### EXERCISE DETAILS
Write out exactly the lines of the entries below from the one holding "query | spot the street" to the one holding "query | spot the brick building", inclusive, and leave out all other lines.

### SUPPLIED DATA

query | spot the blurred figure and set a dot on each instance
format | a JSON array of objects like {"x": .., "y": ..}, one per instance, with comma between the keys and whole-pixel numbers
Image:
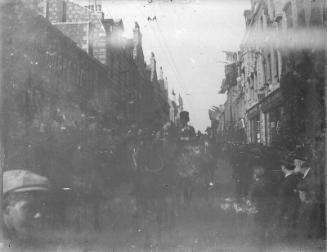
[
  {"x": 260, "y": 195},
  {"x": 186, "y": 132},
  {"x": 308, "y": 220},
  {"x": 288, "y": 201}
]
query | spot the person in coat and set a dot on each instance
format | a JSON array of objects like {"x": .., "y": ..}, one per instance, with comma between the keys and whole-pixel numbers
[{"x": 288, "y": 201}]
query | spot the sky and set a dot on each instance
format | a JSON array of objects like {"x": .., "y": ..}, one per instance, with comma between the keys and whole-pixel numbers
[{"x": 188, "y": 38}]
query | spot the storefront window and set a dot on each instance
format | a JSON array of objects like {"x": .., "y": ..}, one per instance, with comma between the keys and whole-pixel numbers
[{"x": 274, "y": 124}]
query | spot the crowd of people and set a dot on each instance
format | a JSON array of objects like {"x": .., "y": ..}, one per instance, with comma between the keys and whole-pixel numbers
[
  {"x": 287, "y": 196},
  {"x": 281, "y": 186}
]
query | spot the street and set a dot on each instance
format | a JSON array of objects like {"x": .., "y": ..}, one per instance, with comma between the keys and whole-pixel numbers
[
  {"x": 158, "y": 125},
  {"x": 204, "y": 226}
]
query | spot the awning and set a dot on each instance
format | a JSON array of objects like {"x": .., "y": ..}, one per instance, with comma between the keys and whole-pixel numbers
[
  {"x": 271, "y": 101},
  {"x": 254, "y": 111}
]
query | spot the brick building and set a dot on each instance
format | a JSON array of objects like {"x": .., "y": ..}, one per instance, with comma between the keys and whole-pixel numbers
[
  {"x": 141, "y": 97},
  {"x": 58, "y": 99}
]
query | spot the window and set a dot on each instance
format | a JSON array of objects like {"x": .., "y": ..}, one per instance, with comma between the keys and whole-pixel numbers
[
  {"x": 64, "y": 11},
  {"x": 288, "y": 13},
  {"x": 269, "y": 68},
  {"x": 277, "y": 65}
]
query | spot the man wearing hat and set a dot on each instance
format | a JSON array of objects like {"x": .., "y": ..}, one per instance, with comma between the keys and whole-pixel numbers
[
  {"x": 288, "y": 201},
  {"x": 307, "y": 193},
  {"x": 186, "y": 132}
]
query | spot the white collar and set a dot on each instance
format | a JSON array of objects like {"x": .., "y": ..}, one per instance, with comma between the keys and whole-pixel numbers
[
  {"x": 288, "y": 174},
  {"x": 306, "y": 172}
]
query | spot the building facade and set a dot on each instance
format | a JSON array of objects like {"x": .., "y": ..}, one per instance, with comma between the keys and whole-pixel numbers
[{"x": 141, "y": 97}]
---
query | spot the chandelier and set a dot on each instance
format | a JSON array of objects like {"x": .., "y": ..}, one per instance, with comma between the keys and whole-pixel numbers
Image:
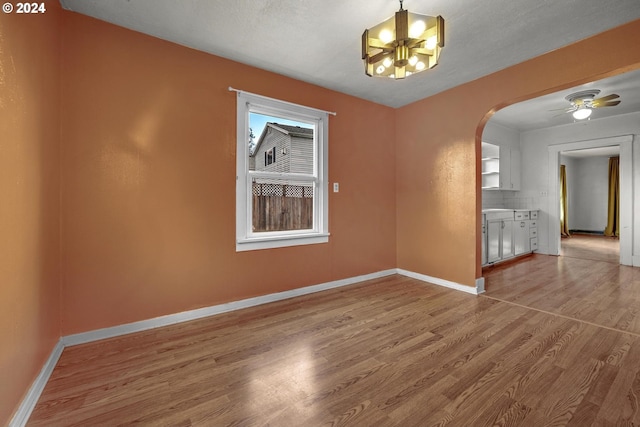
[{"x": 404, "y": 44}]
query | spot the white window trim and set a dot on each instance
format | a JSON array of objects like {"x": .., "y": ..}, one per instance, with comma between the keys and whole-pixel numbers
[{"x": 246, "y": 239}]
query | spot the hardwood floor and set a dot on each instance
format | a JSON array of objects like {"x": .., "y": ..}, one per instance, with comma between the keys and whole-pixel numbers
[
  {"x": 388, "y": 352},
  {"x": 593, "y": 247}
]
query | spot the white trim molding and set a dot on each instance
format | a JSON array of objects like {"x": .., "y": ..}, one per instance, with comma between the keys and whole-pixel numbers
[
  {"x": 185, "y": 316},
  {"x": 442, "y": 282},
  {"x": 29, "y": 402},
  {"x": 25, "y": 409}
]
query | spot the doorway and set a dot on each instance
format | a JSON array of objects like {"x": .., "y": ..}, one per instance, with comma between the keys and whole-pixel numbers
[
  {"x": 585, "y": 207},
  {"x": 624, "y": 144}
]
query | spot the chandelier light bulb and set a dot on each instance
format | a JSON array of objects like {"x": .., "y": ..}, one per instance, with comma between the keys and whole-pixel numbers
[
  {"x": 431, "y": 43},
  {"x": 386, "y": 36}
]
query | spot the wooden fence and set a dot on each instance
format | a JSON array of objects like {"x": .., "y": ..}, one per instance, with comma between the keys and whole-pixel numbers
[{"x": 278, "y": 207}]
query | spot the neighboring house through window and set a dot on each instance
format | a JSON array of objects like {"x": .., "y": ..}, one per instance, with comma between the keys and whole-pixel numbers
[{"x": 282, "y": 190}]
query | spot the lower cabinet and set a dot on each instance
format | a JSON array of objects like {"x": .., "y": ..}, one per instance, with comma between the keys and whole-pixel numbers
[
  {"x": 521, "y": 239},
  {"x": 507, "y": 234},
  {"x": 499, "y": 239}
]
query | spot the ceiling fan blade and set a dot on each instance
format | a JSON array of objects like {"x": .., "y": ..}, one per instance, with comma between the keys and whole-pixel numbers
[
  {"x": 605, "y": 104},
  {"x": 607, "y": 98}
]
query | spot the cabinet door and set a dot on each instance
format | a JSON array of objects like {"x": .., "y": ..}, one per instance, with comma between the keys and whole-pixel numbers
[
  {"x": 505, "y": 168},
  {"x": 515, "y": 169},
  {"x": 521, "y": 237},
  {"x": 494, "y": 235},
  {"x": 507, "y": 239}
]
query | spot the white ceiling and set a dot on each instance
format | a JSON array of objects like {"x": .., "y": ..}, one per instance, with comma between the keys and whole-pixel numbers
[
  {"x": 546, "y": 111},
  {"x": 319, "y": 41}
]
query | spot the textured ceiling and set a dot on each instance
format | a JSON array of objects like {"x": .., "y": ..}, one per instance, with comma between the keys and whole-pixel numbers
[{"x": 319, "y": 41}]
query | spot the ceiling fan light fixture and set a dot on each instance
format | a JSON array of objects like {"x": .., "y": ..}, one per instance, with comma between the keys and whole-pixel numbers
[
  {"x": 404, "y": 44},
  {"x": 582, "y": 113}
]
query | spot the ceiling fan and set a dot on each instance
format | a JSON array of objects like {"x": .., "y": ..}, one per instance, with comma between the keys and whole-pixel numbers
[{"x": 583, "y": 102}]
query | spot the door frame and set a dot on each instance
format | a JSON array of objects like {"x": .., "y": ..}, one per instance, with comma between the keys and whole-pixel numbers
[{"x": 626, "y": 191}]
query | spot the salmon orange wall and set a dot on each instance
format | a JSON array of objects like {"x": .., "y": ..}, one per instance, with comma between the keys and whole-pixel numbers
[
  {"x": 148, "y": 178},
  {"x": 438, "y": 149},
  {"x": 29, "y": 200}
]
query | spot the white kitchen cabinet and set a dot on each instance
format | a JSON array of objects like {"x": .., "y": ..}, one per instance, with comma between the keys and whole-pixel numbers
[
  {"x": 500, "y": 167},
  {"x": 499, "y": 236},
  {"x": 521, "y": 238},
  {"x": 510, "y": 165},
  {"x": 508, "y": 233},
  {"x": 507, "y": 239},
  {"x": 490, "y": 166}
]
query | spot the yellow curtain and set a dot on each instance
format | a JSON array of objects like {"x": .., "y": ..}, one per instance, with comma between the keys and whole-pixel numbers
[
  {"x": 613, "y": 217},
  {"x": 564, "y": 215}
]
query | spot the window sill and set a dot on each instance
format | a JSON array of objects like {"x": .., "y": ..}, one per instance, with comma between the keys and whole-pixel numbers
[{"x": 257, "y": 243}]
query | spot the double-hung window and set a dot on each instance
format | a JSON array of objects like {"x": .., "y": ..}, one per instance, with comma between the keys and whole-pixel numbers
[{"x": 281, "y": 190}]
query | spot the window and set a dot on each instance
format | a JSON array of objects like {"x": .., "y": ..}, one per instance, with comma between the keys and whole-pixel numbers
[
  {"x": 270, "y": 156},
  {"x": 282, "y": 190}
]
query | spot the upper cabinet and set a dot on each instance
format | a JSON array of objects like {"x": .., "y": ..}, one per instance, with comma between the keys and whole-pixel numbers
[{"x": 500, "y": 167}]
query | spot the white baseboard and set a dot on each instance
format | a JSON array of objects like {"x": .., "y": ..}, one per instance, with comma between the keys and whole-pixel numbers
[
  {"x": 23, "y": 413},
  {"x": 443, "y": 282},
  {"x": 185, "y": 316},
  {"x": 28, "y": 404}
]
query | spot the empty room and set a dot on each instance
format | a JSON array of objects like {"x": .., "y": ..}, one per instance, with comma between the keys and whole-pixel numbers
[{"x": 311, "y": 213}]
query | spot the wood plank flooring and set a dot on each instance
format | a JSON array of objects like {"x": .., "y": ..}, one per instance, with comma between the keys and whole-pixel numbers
==
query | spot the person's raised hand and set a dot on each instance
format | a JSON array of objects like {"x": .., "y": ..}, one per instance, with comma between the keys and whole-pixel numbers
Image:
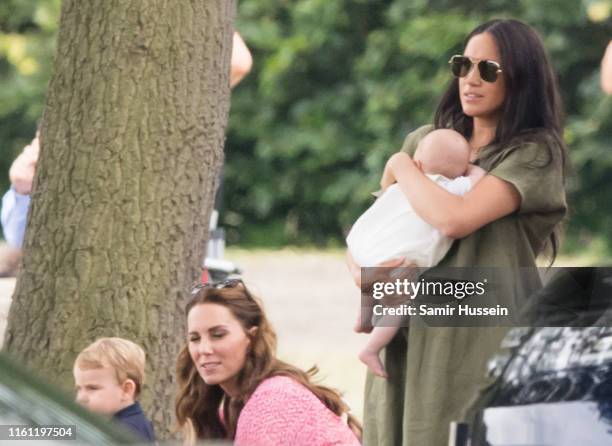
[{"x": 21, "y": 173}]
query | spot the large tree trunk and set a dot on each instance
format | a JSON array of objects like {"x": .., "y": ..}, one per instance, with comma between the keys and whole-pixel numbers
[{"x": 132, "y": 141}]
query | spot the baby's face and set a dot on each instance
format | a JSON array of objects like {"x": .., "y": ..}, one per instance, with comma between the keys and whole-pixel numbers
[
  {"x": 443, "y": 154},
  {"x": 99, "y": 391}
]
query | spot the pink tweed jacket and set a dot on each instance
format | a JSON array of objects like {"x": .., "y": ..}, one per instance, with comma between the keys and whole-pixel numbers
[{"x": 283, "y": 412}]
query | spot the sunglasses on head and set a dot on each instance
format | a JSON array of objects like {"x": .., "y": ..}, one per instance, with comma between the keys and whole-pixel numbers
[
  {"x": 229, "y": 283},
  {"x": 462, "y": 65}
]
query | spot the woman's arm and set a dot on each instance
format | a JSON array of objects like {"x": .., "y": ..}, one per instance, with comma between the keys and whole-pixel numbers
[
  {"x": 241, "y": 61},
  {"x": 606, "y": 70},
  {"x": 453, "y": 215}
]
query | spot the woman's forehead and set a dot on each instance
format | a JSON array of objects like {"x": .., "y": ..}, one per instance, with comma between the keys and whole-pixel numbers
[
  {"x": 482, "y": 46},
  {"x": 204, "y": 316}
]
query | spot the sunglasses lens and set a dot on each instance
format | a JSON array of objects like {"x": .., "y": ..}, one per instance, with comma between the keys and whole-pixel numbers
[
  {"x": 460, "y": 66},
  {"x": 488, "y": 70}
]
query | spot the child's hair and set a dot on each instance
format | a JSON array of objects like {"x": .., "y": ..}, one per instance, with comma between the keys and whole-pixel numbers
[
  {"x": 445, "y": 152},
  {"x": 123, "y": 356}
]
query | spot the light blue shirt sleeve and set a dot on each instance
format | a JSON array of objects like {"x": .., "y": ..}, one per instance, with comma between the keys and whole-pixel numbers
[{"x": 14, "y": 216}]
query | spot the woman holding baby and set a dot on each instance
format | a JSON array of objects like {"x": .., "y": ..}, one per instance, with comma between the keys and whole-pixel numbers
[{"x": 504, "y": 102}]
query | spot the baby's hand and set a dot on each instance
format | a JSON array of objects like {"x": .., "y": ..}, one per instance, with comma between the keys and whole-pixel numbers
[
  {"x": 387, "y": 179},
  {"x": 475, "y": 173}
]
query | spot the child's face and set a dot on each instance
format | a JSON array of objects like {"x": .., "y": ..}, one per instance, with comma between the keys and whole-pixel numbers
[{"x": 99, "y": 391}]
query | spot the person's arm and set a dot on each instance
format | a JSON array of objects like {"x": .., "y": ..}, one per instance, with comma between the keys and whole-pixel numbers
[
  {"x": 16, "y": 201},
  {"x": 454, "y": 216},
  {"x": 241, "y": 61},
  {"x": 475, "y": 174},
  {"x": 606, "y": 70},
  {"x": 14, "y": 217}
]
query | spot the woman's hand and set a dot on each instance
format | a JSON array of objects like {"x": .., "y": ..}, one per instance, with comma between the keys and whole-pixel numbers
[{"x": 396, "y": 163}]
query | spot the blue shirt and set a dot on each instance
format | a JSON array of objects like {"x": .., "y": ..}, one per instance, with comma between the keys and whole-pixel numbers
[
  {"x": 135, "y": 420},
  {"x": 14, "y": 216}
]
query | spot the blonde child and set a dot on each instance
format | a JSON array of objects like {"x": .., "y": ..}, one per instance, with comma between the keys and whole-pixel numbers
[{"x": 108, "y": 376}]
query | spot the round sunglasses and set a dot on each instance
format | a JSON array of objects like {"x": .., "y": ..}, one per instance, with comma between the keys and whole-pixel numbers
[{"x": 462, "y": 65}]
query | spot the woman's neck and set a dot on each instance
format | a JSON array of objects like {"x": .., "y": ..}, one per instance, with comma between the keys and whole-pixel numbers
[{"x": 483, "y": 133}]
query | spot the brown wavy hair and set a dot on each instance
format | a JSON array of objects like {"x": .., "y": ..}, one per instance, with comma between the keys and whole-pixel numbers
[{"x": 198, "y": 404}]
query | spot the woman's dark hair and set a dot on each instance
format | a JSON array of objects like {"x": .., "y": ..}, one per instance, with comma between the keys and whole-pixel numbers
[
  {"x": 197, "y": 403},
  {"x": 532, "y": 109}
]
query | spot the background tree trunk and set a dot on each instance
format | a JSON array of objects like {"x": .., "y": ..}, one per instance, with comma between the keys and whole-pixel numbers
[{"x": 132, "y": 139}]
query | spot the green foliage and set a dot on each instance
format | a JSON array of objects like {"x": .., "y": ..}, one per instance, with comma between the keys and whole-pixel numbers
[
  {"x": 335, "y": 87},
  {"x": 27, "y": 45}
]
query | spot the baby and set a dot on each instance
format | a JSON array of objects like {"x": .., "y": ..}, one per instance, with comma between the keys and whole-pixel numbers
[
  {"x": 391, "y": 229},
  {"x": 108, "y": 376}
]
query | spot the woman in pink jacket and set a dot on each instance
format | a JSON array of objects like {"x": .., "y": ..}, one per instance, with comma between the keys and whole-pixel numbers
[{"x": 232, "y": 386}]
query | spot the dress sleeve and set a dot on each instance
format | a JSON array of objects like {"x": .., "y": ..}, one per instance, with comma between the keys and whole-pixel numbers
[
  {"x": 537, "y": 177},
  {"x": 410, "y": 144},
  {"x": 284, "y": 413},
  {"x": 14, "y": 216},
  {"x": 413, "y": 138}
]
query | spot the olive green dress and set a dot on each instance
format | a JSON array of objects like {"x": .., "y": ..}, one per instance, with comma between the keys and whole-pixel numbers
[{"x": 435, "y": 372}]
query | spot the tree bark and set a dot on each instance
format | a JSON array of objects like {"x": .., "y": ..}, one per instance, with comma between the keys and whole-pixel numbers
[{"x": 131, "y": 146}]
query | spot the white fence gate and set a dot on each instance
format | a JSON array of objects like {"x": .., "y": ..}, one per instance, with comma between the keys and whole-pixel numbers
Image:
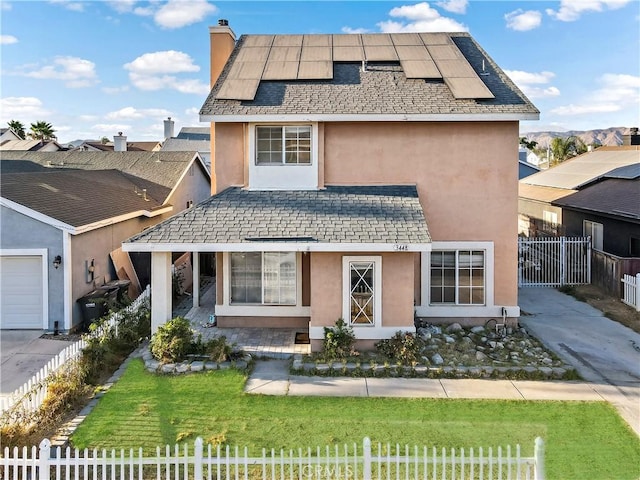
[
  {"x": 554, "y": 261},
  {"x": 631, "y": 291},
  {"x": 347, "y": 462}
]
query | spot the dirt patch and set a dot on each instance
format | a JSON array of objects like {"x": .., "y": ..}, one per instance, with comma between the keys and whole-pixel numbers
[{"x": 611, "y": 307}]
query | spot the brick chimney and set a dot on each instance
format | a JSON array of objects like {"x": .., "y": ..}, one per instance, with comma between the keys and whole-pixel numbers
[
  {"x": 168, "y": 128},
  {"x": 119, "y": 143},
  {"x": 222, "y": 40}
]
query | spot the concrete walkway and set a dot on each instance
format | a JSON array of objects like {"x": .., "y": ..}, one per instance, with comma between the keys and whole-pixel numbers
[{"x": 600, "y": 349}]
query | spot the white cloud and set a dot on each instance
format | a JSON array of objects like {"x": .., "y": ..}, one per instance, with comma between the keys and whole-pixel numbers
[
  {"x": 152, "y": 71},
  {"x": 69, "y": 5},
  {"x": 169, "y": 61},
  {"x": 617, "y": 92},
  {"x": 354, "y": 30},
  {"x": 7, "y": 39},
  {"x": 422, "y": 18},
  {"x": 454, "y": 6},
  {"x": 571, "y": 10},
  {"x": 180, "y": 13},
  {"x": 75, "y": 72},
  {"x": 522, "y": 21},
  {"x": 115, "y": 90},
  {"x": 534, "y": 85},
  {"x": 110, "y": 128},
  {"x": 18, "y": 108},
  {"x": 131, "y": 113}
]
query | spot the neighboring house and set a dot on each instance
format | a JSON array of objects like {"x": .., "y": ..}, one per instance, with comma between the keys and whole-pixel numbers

### REPLY
query | spot the street and set a dot on each instance
format | a JSON array of objects like {"x": .., "y": ..}, one per instance, with comma between the keys and whole-pixel numbers
[
  {"x": 158, "y": 125},
  {"x": 204, "y": 226}
]
query | spot the awning and set a dot on each instance
format | a JSON array of objects like {"x": .., "y": ..}, one per instance, with comma between the keys and whole-pixel numbers
[
  {"x": 271, "y": 101},
  {"x": 254, "y": 111}
]
query | spot the brick building and set a dot on each instance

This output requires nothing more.